-- START OF Information shown --

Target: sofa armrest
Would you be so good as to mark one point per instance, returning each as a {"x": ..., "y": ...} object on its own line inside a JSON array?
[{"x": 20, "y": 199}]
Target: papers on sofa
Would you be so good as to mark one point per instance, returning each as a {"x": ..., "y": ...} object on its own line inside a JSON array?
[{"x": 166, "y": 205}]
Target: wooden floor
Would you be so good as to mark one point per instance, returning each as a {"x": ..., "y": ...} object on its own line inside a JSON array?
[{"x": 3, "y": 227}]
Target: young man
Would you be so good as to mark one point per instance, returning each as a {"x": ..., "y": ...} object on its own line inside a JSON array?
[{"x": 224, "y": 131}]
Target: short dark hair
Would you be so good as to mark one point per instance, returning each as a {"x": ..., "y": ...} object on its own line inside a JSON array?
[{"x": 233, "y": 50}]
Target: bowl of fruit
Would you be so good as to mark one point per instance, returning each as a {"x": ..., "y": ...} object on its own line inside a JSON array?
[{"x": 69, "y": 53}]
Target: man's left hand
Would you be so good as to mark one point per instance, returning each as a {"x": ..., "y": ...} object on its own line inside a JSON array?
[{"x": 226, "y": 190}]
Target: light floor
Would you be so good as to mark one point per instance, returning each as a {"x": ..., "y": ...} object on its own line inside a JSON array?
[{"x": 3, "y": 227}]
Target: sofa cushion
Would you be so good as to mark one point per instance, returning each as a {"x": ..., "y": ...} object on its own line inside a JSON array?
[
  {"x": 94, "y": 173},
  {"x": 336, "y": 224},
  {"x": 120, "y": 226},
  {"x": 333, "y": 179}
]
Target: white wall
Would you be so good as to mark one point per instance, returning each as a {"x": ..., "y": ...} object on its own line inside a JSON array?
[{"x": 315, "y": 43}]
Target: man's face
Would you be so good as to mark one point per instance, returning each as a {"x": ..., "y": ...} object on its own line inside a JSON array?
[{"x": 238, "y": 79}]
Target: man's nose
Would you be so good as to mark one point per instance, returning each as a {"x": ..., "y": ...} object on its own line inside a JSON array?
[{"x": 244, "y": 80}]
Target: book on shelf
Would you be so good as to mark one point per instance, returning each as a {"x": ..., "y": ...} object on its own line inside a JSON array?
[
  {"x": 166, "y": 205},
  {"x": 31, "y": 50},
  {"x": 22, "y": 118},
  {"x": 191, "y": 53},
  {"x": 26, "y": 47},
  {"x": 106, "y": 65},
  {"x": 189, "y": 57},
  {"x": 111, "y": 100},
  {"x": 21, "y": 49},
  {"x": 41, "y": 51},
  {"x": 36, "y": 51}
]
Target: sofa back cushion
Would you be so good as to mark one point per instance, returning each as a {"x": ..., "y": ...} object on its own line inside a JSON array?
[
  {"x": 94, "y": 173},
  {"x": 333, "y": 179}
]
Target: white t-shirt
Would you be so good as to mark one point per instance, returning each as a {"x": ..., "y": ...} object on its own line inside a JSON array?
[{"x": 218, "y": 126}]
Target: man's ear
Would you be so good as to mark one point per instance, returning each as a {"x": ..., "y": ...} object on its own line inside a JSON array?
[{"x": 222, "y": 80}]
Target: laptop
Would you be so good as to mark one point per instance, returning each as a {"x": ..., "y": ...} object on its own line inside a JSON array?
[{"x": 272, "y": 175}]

-- END OF Information shown --

• [Exercise]:
Rewrite as a numbered list the lines of the rows above, from the line that contains "Target: laptop" through the end of the rows, omitting any blank lines.

• [Written solution]:
1. Target: laptop
2. Would you be so good as to mark one point per instance, returning each as a {"x": ..., "y": ...} object on its own line inside a JSON array?
3. [{"x": 272, "y": 175}]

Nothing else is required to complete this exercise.